■ How to complete this task: Return the entries exactly as they appear.

■ Records for the task:
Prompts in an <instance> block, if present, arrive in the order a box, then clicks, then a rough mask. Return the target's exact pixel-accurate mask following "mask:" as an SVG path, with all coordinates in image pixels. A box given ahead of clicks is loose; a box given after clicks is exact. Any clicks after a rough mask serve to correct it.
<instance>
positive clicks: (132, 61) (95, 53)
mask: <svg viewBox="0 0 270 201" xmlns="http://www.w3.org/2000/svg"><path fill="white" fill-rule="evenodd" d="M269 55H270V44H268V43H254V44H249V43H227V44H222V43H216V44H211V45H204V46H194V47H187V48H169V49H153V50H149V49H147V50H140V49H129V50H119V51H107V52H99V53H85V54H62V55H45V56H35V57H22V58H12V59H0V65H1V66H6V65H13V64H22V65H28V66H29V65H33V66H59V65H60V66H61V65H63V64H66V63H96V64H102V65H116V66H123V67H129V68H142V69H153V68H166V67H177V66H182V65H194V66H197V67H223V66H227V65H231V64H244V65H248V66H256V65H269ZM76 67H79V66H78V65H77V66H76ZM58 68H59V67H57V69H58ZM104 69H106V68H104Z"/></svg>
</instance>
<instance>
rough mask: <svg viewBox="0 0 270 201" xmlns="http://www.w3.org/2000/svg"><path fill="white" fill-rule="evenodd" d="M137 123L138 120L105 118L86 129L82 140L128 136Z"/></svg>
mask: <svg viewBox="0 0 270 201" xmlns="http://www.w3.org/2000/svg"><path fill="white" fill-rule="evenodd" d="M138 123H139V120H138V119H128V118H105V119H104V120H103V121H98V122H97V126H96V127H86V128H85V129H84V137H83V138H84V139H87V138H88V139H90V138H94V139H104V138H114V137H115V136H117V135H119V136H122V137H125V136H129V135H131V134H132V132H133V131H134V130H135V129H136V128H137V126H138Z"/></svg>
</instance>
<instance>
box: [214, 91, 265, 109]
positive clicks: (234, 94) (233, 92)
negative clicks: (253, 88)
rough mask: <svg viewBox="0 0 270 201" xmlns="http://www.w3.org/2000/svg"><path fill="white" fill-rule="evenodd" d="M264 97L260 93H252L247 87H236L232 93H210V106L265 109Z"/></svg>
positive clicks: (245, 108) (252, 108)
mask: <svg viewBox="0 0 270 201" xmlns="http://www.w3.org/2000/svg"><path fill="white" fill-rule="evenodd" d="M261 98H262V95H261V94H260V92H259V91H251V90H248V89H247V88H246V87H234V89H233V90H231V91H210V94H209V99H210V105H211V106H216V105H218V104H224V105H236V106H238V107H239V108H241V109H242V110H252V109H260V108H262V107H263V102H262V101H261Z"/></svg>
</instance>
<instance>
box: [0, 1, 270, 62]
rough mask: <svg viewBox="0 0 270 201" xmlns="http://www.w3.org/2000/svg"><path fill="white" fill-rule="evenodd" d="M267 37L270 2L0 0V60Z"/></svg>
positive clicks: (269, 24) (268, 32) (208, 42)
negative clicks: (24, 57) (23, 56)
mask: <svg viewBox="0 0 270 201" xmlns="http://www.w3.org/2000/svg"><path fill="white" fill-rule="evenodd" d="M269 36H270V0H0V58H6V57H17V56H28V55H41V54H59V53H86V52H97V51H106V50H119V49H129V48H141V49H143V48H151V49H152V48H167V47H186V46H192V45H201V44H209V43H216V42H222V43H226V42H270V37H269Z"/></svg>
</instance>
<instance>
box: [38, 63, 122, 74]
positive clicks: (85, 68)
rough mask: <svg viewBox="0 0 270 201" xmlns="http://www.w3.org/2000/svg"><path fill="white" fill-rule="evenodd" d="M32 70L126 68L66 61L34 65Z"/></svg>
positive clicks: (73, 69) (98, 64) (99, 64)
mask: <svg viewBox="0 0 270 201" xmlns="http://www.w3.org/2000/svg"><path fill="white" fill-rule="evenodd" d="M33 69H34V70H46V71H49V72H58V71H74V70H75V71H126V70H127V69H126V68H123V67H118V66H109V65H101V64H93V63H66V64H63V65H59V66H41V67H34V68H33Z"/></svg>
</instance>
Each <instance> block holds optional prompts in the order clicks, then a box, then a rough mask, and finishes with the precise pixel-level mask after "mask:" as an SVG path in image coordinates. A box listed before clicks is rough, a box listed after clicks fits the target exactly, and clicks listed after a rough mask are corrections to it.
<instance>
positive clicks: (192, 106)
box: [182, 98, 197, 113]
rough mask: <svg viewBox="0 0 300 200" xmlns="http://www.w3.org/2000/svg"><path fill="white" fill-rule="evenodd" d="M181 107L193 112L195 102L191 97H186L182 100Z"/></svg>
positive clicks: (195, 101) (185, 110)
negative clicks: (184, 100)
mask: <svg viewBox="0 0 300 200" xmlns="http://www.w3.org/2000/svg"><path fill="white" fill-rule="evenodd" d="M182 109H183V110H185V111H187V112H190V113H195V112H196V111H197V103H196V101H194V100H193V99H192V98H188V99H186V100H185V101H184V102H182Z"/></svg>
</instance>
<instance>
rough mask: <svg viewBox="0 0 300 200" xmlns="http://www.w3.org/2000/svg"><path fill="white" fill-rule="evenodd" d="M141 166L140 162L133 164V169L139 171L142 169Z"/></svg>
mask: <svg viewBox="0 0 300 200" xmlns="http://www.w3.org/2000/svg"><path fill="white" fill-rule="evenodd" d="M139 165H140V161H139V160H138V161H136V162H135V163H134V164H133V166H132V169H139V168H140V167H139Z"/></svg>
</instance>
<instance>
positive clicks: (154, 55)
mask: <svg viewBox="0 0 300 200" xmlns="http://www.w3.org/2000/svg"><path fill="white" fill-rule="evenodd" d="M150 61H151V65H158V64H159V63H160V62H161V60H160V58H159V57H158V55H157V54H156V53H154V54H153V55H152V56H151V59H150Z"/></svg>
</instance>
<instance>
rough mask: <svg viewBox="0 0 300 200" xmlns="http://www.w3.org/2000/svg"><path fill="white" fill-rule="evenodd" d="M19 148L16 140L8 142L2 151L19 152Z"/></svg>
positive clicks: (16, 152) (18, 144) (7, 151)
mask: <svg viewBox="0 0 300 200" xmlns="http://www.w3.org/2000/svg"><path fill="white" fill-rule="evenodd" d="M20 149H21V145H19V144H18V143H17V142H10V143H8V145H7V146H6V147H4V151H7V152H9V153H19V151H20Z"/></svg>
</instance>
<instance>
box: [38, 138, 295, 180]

■ Answer to the exercise:
Prompts in an <instance> block, if present, arrive in the order a box, then clicks, then a rough mask. Return the target's exact pixel-accurate mask following "mask:" as an SVG path, with all coordinates in image pixels. A box given ahead of clicks is loose; a box given after clicks is exact. Any clicks after a rough mask serve to correct it.
<instance>
positive clicks: (132, 61) (95, 53)
mask: <svg viewBox="0 0 270 201" xmlns="http://www.w3.org/2000/svg"><path fill="white" fill-rule="evenodd" d="M269 55H270V44H268V43H254V44H249V43H227V44H222V43H216V44H211V45H204V46H194V47H187V48H169V49H153V50H149V49H147V50H140V49H129V50H119V51H107V52H99V53H85V54H62V55H45V56H35V57H22V58H12V59H0V65H1V66H6V65H13V64H22V65H28V66H29V65H33V66H59V65H60V66H61V65H63V64H66V63H96V64H102V65H116V66H123V67H129V68H142V69H153V68H166V67H177V66H182V65H194V66H197V67H223V66H227V65H231V64H244V65H248V66H256V65H269ZM76 67H79V66H78V65H77V66H76ZM58 68H59V67H57V69H58ZM104 69H106V68H104Z"/></svg>
</instance>
<instance>
rough mask: <svg viewBox="0 0 270 201" xmlns="http://www.w3.org/2000/svg"><path fill="white" fill-rule="evenodd" d="M137 123L138 120L105 118L86 129L82 140L128 136Z"/></svg>
mask: <svg viewBox="0 0 270 201" xmlns="http://www.w3.org/2000/svg"><path fill="white" fill-rule="evenodd" d="M138 123H139V120H138V119H128V118H105V119H104V120H103V121H98V122H97V126H96V127H86V128H85V129H84V137H83V138H84V139H87V138H88V139H90V138H94V139H104V138H114V137H115V136H117V135H119V136H122V137H125V136H129V135H131V134H132V132H133V131H134V130H135V129H136V128H137V126H138Z"/></svg>
</instance>
<instance>
box: [214, 91, 265, 109]
positive clicks: (234, 94) (233, 92)
negative clicks: (253, 88)
rough mask: <svg viewBox="0 0 270 201" xmlns="http://www.w3.org/2000/svg"><path fill="white" fill-rule="evenodd" d="M264 97L260 93H252L247 87H236L232 93H210V106L265 109Z"/></svg>
positive clicks: (245, 108) (252, 108)
mask: <svg viewBox="0 0 270 201" xmlns="http://www.w3.org/2000/svg"><path fill="white" fill-rule="evenodd" d="M261 98H262V95H261V94H260V92H259V91H251V90H248V89H247V88H246V87H234V89H233V90H231V91H210V94H209V99H210V105H211V106H216V105H218V104H224V105H236V106H238V107H239V108H241V109H242V110H252V109H260V108H262V107H263V102H262V101H261Z"/></svg>
</instance>
<instance>
box: [0, 1, 270, 62]
rough mask: <svg viewBox="0 0 270 201" xmlns="http://www.w3.org/2000/svg"><path fill="white" fill-rule="evenodd" d="M267 37L270 2L0 0V60Z"/></svg>
positive clicks: (269, 24) (268, 32) (208, 42)
negative clicks: (24, 57) (23, 56)
mask: <svg viewBox="0 0 270 201" xmlns="http://www.w3.org/2000/svg"><path fill="white" fill-rule="evenodd" d="M269 36H270V0H0V58H6V57H17V56H28V55H41V54H59V53H86V52H97V51H106V50H119V49H129V48H141V49H143V48H151V49H152V48H167V47H186V46H192V45H201V44H209V43H216V42H222V43H226V42H270V37H269Z"/></svg>
</instance>
<instance>
box: [38, 63, 122, 74]
positive clicks: (85, 68)
rough mask: <svg viewBox="0 0 270 201" xmlns="http://www.w3.org/2000/svg"><path fill="white" fill-rule="evenodd" d="M32 70L126 68L66 61L34 65Z"/></svg>
positive clicks: (73, 69) (98, 64) (99, 64)
mask: <svg viewBox="0 0 270 201" xmlns="http://www.w3.org/2000/svg"><path fill="white" fill-rule="evenodd" d="M33 69H34V70H46V71H49V72H58V71H74V70H75V71H126V70H127V69H126V68H123V67H118V66H109V65H101V64H93V63H66V64H63V65H59V66H41V67H34V68H33Z"/></svg>
</instance>
Each <instance> block holds optional prompts in the order clicks, then a box, then a rough mask, and finishes with the precise pixel-level mask after "mask:" as an SVG path in image coordinates. A box listed before clicks is rough, a box listed after clicks fits the target exactly, and clicks listed after a rough mask are corrections to it.
<instance>
positive clicks: (192, 106)
box: [182, 98, 197, 113]
rough mask: <svg viewBox="0 0 300 200" xmlns="http://www.w3.org/2000/svg"><path fill="white" fill-rule="evenodd" d="M181 107L193 112L195 102L191 97H186L182 100Z"/></svg>
positive clicks: (195, 101) (185, 110)
negative clicks: (184, 100)
mask: <svg viewBox="0 0 300 200" xmlns="http://www.w3.org/2000/svg"><path fill="white" fill-rule="evenodd" d="M182 109H183V110H185V111H187V112H190V113H195V112H196V111H197V103H196V101H194V100H193V99H192V98H188V99H186V100H185V101H184V102H182Z"/></svg>
</instance>
<instance>
rough mask: <svg viewBox="0 0 300 200" xmlns="http://www.w3.org/2000/svg"><path fill="white" fill-rule="evenodd" d="M141 166L140 162L133 164V169L139 171L142 169Z"/></svg>
mask: <svg viewBox="0 0 300 200" xmlns="http://www.w3.org/2000/svg"><path fill="white" fill-rule="evenodd" d="M139 165H140V161H139V160H138V161H136V162H135V163H134V164H133V166H132V169H139V168H140V167H139Z"/></svg>
</instance>
<instance>
positive clicks: (154, 55)
mask: <svg viewBox="0 0 300 200" xmlns="http://www.w3.org/2000/svg"><path fill="white" fill-rule="evenodd" d="M150 61H151V65H158V64H159V63H160V62H161V60H160V58H159V57H158V55H157V54H156V53H154V54H153V55H152V56H151V59H150Z"/></svg>
</instance>
<instance>
rough mask: <svg viewBox="0 0 300 200" xmlns="http://www.w3.org/2000/svg"><path fill="white" fill-rule="evenodd" d="M19 148L16 140L8 142L2 151L19 152Z"/></svg>
positive clicks: (16, 152) (18, 144) (7, 151)
mask: <svg viewBox="0 0 300 200" xmlns="http://www.w3.org/2000/svg"><path fill="white" fill-rule="evenodd" d="M20 149H21V145H19V144H18V143H17V142H10V143H8V145H7V146H6V147H4V151H7V152H9V153H19V151H20Z"/></svg>
</instance>
<instance>
box: [38, 138, 295, 180]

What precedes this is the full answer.